[Records from an annotation dataset]
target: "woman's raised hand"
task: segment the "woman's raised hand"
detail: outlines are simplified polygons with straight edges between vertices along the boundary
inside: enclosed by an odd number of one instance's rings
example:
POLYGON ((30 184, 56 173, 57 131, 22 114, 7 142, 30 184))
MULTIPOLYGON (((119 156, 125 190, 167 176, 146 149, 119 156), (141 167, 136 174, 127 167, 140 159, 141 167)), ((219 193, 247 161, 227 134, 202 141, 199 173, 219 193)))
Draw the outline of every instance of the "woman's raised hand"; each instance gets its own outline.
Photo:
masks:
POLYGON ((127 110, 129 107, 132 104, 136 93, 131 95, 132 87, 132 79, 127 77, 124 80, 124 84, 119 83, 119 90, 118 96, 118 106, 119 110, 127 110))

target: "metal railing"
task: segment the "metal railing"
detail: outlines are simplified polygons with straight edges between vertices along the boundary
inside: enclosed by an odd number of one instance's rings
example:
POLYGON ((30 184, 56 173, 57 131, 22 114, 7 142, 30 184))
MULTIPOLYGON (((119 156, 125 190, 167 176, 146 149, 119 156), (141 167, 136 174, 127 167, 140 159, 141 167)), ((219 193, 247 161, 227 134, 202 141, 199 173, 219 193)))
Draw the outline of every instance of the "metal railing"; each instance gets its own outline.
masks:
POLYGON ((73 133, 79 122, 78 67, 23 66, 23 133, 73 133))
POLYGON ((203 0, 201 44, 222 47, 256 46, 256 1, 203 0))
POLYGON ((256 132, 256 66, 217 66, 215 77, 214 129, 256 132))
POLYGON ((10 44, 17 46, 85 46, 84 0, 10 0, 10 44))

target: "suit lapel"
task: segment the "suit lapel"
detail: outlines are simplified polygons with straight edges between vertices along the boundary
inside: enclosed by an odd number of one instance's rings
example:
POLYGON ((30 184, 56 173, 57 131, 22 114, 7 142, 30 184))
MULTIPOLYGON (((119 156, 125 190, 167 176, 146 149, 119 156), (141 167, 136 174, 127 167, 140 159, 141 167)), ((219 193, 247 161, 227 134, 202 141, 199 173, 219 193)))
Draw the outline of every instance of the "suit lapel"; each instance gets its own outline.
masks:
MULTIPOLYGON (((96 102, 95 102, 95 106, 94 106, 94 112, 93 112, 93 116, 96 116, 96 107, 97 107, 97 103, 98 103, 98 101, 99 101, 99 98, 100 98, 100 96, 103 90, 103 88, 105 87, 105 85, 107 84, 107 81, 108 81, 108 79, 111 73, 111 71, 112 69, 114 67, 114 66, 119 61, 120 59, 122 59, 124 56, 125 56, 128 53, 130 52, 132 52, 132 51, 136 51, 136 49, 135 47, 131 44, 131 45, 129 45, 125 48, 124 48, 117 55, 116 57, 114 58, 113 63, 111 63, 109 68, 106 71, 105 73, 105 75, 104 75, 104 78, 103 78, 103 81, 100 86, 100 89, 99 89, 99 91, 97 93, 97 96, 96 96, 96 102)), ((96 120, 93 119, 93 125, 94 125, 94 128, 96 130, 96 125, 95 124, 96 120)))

### PROBLEM REQUIREMENTS
Update the material above by replacing every "straight edges" with "straight segments", leaving all other text unchanged.

### SOLUTION TO THIS EXERCISE
target: "woman's raised hand"
task: segment the "woman's raised hand"
detail: outlines are simplified polygons with straight segments between vertices along the boundary
inside: enclosed by an odd number of one instance's rings
example:
POLYGON ((30 184, 56 173, 57 131, 22 114, 7 142, 30 184))
MULTIPOLYGON (((119 156, 125 190, 167 176, 146 149, 119 156), (141 167, 136 174, 127 167, 140 159, 141 167)), ((219 193, 247 161, 227 134, 202 141, 199 173, 219 193)))
Draw the outline of every instance of the "woman's raised hand"; each instance gets its own outline.
Photo:
masks:
POLYGON ((127 110, 129 107, 132 104, 136 93, 131 95, 132 87, 132 79, 127 77, 124 80, 124 84, 119 83, 119 90, 118 96, 118 106, 119 110, 127 110))

target: "metal railing"
task: segment the "metal railing"
detail: outlines are simplified polygons with straight segments between vertices along the boundary
inside: enclosed by an odd number of one instance's rings
example:
POLYGON ((30 184, 56 173, 57 131, 22 114, 7 142, 30 184))
MULTIPOLYGON (((119 156, 125 190, 167 176, 146 149, 119 156), (141 167, 136 174, 127 167, 140 159, 141 167)), ((219 193, 247 161, 227 134, 202 141, 199 173, 219 193)))
Draw the outline of every instance of the "metal railing"; each instance gets its own outline.
masks:
POLYGON ((73 133, 79 122, 78 67, 23 66, 23 133, 73 133))
POLYGON ((203 0, 201 44, 222 47, 256 46, 256 1, 203 0))
POLYGON ((256 132, 256 66, 217 66, 215 77, 214 129, 256 132))
POLYGON ((10 44, 17 46, 85 46, 84 0, 10 0, 10 44))

target: "suit lapel"
task: segment the "suit lapel"
detail: outlines are simplified polygons with straight segments between vertices along the boundary
inside: enclosed by an odd number of one instance's rings
example:
POLYGON ((30 184, 56 173, 57 131, 22 114, 7 142, 30 184))
MULTIPOLYGON (((119 156, 125 190, 167 176, 146 149, 119 156), (141 167, 136 174, 127 167, 140 159, 141 167)), ((219 193, 247 161, 227 134, 202 141, 199 173, 219 193)))
Draw the outline of every instance of the "suit lapel"; each instance gets its own outline.
masks:
MULTIPOLYGON (((96 102, 95 102, 95 106, 94 106, 94 112, 93 112, 93 116, 96 116, 96 107, 97 107, 97 103, 98 103, 98 101, 99 101, 99 98, 100 98, 100 96, 103 90, 103 88, 105 87, 105 85, 107 84, 107 81, 108 81, 108 79, 111 73, 111 71, 112 69, 114 67, 114 66, 119 61, 120 59, 122 59, 124 56, 125 56, 128 53, 130 52, 132 52, 132 51, 136 51, 136 49, 135 47, 131 44, 131 45, 129 45, 125 48, 124 48, 117 55, 116 57, 114 58, 113 63, 111 63, 109 68, 106 71, 105 73, 105 75, 104 75, 104 78, 103 78, 103 81, 100 86, 100 89, 99 89, 99 91, 97 93, 97 96, 96 96, 96 102)), ((96 120, 93 119, 93 125, 94 125, 94 128, 96 130, 96 125, 95 124, 96 120)))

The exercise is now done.